Source text =>
BEGIN

Not every pinball wizard, to misappropriate a quote from a 48-year-old rock opera about an 86-year-old arcade game, sure plays a mean pinball.

Mark Czarnowski, who owns Joliet's Chicago Street Pinball Arcade and all 35 of the pinball machines in it, dismisses his skill level.

“I do like playing them,” he said. “But to me, that's secondary.”

For Czarnowski, the bells and whistles that catch his eye are, well, the bells and whistles.

“I've always been mechanically oriented,” Czarnowski, a 42-year-old Elmhurst native, said. “I was told that, when I was 21/2 years old, I took apart a wind-up alarm clock. I couldn't put it back together, but I took it apart.

“For me, pinball machines are the perfect marriage between computer technology and mechanical technology.”

For others, the attraction differs — and Czarnowski's arcade, open since the summer of 2014 in a former furniture store annex, clearly has its attractions.

Of course, it is a glimpse into the past for some.

To enter the narrow space is to immerse yourself in the gently disorienting din of a 1970s-era arcade, before Space Invaders emerged late in the decade to transform the business of divesting teen allowances at 25 cents a crack.

Except for the muted assistance of colored bulbs installed in a single row of track lighting down the center of the high-ceilinged room, the arcade is illuminated by the machines — as you enter, 18 pinball tables on your right, 17 on your left, with a few vintage video games on either side.

At the end of a line of cocktail-style tables bisecting the space is a foosball machine.

Visiting on a recent Friday night, Glenn Krause, a 50-year-old IT manager from Downers Grove who finished fourth at February's International Flipper Pinball Association Illinois State Championship, offered his seasoned perspective on the facility.

“It's decent,” he said. “A lot of these games are older, so there's more of a nostalgic thing going for it.”

Whatever Chicago Street has going for it, www.atlasobscura.com — which bills itself as “the definitive guide to the world's wondrous and curious places” — decided that was enough to include the arcade on its suggested route for a pinball-themed road trip. The arcade, open for not quite two years when Atlas Obscura cited it, was one of 37 in the nation to rate a mention.

Dan Garrett, a 55-year-old software salesman from Geneva and a 12th-place finisher at the 2016 state championship, noted, “Physically, it's not a big space. But it's large for the number of games — Mark has quite a few.”

Czarnowski started with one, purchased “as a hobby around 2003.”

“Over time,” he added, “it grew into a whole bunch.”

If pinball is going to be your hobby, you could do worse than to be in the Chicago area. Since Bally and D. Gottlieb began making machines in Chicago in the 1930s, the city has been home to pinball's leading manufacturers, including Williams and, now, Stern, which was by the early 2000s the only major pinball manufacturer in the world.

And the hobby grew into a career. Czarnowski's last work in the IT field, his vocation for most of his adult life, was more than a year ago as he has devoted his full attention to maintaining a string of machines in various establishments — bars, auto shops and the like — in the Champaign area and the Joliet arcade.

END

Dataset section =>

BEGIN

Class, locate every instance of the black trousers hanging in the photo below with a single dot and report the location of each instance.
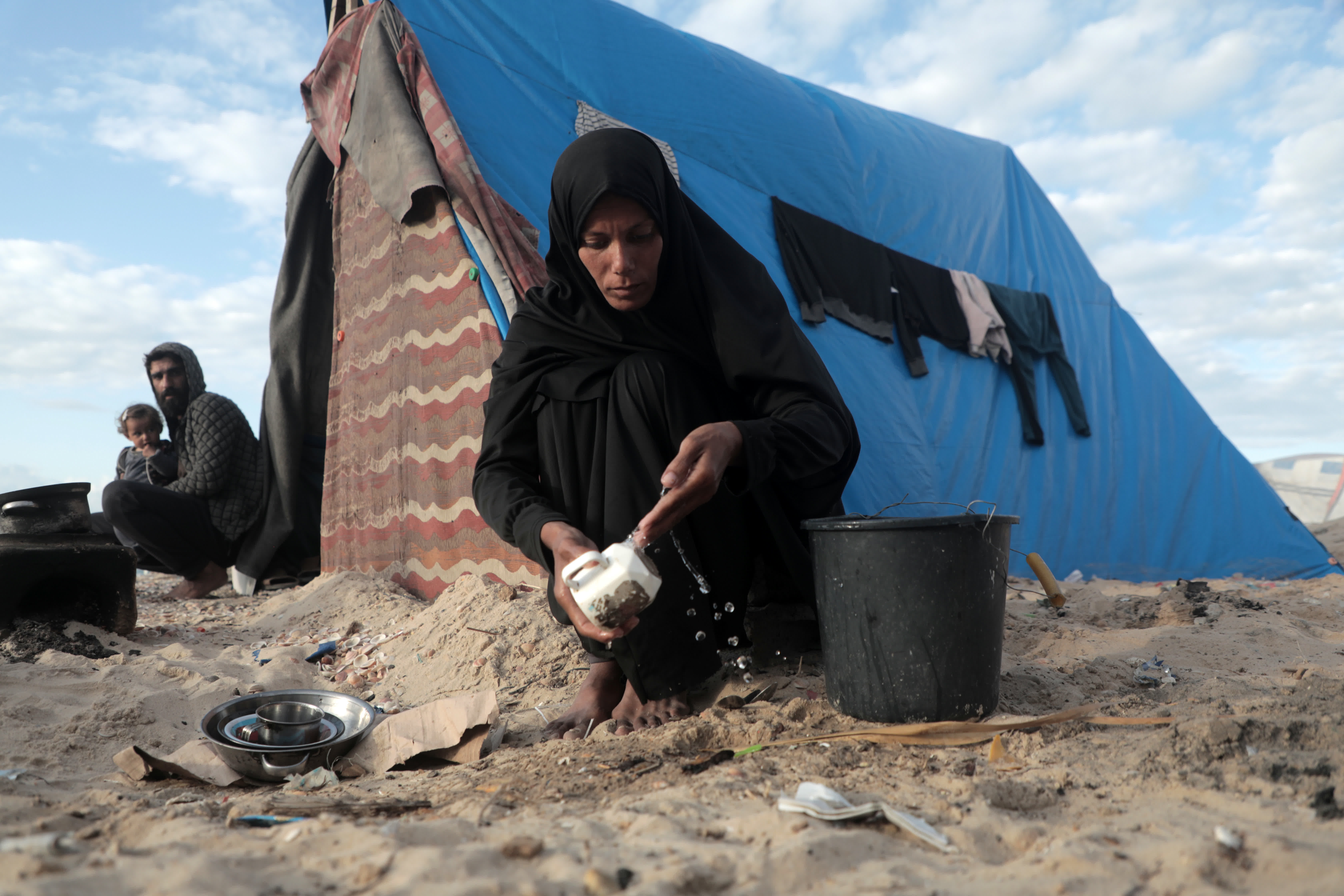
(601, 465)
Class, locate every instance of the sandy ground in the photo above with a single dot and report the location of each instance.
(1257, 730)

END

Tasks and exercises =>
- 1) Echo, word for word, the passage of the pinball arcade article that opens with the words containing "Except for the" and closes with "a foosball machine.".
- 2) According to the pinball arcade article, how many pinball machines does Mark Czarnowski own in his Joliet arcade?

Task-by-task results =>
- 1)
Except for the muted assistance of colored bulbs installed in a single row of track lighting down the center of the high-ceilinged room, the arcade is illuminated by the machines — as you enter, 18 pinball tables on your right, 17 on your left, with a few vintage video games on either side.

At the end of a line of cocktail-style tables bisecting the space is a foosball machine.

- 2) 35